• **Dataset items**
┌────────

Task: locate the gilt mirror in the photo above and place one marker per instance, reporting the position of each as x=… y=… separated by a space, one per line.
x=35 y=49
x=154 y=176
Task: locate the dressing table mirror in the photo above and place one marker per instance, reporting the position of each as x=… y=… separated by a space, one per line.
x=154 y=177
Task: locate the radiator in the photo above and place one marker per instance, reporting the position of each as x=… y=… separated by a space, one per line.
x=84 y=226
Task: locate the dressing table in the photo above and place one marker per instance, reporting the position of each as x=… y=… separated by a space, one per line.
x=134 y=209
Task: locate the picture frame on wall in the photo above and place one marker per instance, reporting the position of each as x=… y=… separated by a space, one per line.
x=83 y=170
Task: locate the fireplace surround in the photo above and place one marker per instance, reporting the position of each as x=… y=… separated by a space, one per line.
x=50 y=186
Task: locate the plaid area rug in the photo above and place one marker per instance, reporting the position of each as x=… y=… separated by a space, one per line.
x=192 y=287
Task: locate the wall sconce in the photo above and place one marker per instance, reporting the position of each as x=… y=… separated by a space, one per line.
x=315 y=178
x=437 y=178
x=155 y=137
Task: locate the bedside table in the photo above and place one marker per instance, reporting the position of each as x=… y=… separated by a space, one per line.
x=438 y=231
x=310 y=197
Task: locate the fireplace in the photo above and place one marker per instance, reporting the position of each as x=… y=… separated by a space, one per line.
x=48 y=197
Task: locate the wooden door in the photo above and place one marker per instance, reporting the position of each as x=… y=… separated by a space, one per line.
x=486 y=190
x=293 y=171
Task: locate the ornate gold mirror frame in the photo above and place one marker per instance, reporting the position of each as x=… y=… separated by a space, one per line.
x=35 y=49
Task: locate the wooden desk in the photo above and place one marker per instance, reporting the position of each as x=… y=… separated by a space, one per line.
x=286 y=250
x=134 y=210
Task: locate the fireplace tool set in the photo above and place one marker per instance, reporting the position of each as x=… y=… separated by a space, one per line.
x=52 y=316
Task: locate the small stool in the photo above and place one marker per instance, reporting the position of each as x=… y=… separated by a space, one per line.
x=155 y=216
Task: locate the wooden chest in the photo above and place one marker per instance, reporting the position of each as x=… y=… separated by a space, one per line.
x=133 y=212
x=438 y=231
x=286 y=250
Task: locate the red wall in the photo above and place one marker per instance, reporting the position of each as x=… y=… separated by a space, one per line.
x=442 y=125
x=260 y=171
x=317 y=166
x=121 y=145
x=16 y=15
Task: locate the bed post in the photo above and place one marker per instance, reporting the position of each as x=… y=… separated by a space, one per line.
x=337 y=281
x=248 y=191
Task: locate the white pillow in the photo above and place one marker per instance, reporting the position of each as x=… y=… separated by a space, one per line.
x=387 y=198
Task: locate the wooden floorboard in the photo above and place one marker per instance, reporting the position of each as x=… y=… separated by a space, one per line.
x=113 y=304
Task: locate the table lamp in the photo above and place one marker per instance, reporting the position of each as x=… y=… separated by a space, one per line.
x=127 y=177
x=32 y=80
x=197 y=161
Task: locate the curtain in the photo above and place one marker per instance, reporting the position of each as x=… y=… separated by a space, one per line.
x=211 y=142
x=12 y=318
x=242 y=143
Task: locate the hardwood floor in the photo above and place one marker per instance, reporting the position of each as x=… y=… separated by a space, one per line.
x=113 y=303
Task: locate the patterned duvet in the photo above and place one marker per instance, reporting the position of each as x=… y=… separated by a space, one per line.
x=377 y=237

└────────

• **Description of the task**
Rewrite the whole listing above, changing "place one marker per instance" to "mark each instance once" wherever it occurs and leaving everything else untouched.

• **Worked solution**
Task: locate the gilt mirror in the photo above and mark each instance once, reporting the position of each as x=… y=… separated by a space, one per line.
x=35 y=49
x=154 y=176
Task: locate the dressing table mirror in the photo above and mark each instance once, reporting the position of each as x=… y=… separated by a space, one per line.
x=154 y=177
Task: locate the radiator in the photo above and mark each instance once, reporting the position of each as x=… y=… separated by a space, one per line.
x=84 y=226
Task: locate the dressing table in the photo above and mark each instance once, reporting the position of each as x=… y=… separated by a space, one per line.
x=134 y=209
Task: locate the picture frame on wall in the photo above and mark each instance once, reporting the position of each as x=… y=… separated by a space, one per line.
x=83 y=170
Task: locate the fireplace surround in the photo above and mark each instance once, reporting the position of each as x=… y=… separated by a space, one per line.
x=50 y=186
Task: locate the plaid area rug in the photo above and mark each instance once, reporting the position of each as x=… y=… separated by a space, one per line.
x=192 y=287
Task: locate the wall sconce in the photo above and mark each instance once, reporting the position of each as x=… y=… separated by a space, one per line.
x=315 y=178
x=437 y=178
x=155 y=137
Task: locate the bedside table in the photo above and mark each instance once, reporting the position of each as x=… y=… separated by a space, one per line.
x=438 y=231
x=310 y=197
Task: locate the fireplace in the photo above and mark each instance once, reporting the position of each as x=… y=… separated by a space, one per line.
x=48 y=197
Task: locate the wooden door in the photo above and mark each instance once, reporting the position of each as x=… y=… separated by a space, one per line.
x=486 y=190
x=293 y=171
Task: locate the ornate gold mirror frame in the photo above and mark each instance once, reporting the position of each as x=… y=… separated by a space, one per line.
x=35 y=49
Task: locate the wooden desk in the photo above and mark each instance once, reporting the position of each as x=… y=… separated by a space, one per line.
x=286 y=250
x=134 y=210
Task: locate the fireplace tool set in the photo above and mark each instance once, reporting the position of each as x=… y=… separated by a space, one per line.
x=52 y=316
Task: locate the small stool in the photo above and mark each instance once, reporting the position of each as x=… y=… separated by a space, one per line.
x=155 y=216
Task: locate the wooden chest in the photo above and mark each instance once, reporting the position of each as x=… y=… separated by a space, one per line.
x=133 y=212
x=438 y=231
x=286 y=250
Task: locate the red wall in the photo above and mark each instance once, reporting the position of each as x=… y=… separated by a space, one per line.
x=442 y=125
x=260 y=171
x=317 y=166
x=121 y=145
x=16 y=15
Task: locate the bed post in the photo above and mark each instance once, reporting the position of each as x=… y=… separated by a space, one per line.
x=337 y=281
x=248 y=191
Task: locate the white pillow in the photo above and mark each instance once, reporting the position of each as x=… y=… separated by a space, one per line.
x=387 y=198
Task: locate the wooden floorboard in the photo above and mark each instance once, reporting the position of each as x=… y=… separated by a space, one per line.
x=113 y=304
Task: locate the table lamp in the photo above and mark each instance once, reporting the position of each as x=… y=… separated by a space, one per line.
x=127 y=177
x=32 y=80
x=197 y=161
Task: locate the curtain in the photo above and mark each instance once, reporting the position of each as x=… y=… separated by a space, one per line.
x=211 y=142
x=12 y=318
x=242 y=143
Task: locate the hardwood floor in the photo above and mark each instance once, reporting the position of each as x=… y=… separated by a space, one per line.
x=113 y=303
Task: locate the patterned duvet in the photo above and mark each instance once, reporting the position of each as x=… y=… separated by a space, one per line.
x=377 y=237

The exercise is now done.